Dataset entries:
Start of Block
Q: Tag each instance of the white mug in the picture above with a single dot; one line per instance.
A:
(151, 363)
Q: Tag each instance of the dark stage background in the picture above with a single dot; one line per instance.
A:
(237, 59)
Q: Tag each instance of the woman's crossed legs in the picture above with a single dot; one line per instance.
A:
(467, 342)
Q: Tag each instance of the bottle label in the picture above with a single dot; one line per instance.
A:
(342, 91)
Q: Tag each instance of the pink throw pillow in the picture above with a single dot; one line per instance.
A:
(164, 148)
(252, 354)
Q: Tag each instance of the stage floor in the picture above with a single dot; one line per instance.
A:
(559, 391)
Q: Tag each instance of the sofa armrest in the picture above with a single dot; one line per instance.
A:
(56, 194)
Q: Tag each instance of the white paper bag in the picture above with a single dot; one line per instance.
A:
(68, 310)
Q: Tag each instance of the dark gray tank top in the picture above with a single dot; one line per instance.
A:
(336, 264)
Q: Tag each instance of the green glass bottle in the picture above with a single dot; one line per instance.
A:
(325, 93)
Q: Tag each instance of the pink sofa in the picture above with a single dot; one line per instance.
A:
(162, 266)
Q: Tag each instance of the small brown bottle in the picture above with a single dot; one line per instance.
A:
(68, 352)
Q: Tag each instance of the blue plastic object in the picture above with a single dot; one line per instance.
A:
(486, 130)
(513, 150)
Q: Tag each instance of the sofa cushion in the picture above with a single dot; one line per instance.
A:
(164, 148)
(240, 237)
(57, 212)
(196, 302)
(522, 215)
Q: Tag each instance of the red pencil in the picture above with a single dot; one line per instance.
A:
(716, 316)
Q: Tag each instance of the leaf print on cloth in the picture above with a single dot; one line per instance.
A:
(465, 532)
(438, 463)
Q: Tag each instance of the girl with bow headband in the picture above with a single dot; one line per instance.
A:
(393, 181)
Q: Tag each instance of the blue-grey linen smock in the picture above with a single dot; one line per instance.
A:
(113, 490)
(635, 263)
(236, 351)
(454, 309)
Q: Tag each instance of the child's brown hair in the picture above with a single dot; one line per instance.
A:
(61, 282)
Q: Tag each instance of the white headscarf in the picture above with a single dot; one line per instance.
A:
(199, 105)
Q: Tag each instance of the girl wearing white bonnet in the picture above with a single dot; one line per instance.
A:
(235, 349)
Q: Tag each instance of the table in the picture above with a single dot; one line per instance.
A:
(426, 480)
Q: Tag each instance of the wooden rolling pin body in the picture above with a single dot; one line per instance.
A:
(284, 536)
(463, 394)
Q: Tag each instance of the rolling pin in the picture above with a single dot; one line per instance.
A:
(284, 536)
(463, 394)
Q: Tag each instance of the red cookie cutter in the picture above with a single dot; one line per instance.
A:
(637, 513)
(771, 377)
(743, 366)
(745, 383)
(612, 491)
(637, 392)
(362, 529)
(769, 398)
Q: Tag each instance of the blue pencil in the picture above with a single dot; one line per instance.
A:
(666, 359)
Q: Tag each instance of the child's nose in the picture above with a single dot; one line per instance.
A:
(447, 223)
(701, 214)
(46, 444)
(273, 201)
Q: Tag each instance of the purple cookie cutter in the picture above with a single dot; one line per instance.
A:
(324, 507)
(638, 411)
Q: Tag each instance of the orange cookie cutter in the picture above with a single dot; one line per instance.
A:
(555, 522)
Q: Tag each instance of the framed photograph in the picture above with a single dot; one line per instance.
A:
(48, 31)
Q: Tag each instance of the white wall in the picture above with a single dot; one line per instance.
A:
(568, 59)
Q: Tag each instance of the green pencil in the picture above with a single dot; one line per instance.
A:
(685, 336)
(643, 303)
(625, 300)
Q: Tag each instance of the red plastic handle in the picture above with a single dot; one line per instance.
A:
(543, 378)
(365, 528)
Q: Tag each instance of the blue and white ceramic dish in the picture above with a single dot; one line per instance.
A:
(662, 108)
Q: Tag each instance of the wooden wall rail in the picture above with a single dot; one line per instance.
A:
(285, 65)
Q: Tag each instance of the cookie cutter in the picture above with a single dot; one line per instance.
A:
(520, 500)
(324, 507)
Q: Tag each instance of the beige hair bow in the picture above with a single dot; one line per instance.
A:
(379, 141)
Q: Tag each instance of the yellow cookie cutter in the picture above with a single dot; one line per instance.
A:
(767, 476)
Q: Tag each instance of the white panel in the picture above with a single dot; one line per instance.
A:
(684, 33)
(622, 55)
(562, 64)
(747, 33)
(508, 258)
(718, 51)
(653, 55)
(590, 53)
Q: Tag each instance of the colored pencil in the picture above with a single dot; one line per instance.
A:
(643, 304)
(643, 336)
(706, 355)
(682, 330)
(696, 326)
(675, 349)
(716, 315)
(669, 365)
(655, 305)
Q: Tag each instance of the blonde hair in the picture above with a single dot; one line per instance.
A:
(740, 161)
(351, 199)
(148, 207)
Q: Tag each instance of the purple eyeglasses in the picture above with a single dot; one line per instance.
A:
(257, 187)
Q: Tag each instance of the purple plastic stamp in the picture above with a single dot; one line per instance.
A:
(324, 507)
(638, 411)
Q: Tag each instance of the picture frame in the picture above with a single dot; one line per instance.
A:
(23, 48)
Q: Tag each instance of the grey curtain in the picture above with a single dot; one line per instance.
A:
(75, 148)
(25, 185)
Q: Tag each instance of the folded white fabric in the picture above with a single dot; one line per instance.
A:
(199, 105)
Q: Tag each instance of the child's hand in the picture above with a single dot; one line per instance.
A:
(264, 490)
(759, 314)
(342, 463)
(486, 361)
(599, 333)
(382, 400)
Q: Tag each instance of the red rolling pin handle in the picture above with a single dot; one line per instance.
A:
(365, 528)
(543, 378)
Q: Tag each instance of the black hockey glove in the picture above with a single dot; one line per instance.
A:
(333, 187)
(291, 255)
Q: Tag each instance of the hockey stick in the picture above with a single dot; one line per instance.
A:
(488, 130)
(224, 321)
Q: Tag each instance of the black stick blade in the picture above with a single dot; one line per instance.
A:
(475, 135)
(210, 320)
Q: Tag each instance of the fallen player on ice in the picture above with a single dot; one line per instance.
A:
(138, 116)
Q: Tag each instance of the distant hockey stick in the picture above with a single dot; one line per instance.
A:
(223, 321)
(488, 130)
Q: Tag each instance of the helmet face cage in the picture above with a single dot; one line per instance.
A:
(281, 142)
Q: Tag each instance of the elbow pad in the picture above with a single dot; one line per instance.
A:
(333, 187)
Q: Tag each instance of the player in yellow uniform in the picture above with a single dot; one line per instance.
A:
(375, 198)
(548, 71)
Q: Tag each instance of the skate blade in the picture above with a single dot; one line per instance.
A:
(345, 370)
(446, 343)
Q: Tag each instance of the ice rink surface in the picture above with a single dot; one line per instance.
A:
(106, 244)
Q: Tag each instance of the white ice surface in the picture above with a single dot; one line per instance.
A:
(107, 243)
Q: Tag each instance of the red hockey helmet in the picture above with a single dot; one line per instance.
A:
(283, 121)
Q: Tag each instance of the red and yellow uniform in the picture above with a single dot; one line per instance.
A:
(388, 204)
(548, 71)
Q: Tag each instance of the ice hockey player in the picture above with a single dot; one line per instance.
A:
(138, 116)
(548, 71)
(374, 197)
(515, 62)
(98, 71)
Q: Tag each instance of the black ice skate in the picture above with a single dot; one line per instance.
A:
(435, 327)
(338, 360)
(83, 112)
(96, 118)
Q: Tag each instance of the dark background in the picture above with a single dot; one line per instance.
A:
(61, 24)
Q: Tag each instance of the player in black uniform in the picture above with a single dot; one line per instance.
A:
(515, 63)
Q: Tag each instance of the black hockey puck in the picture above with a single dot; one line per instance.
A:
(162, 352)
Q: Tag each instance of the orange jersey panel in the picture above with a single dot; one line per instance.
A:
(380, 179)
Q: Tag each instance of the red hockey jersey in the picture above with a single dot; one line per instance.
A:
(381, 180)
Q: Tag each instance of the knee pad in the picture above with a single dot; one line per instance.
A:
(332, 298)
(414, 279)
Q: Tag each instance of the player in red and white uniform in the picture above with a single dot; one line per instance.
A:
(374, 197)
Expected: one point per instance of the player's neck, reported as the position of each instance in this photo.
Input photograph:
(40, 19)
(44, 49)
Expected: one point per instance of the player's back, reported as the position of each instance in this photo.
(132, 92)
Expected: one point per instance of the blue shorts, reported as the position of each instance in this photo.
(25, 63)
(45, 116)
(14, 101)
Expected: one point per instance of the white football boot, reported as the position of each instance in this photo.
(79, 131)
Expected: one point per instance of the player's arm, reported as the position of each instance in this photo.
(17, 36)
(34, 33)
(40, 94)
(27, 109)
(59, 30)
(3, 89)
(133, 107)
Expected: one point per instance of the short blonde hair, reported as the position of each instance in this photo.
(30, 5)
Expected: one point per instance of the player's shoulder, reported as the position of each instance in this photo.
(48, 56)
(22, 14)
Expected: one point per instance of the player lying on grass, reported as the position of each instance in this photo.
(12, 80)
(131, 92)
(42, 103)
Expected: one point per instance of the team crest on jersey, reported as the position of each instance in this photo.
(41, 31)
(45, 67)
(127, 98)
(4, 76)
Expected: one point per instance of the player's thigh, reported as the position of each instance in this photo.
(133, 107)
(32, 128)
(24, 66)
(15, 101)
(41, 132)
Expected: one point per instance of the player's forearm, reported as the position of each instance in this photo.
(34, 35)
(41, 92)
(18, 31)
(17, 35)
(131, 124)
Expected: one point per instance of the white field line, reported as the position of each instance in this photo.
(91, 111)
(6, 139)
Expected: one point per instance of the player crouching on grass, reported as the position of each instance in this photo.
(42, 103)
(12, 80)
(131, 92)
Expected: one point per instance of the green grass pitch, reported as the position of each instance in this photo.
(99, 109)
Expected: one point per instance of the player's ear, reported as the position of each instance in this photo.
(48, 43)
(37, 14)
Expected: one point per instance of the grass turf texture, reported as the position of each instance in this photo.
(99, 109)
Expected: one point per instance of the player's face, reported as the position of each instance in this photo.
End of Block
Work instruction
Once the lines above that include "wall" are counted, report the number and nothing else.

Response box
2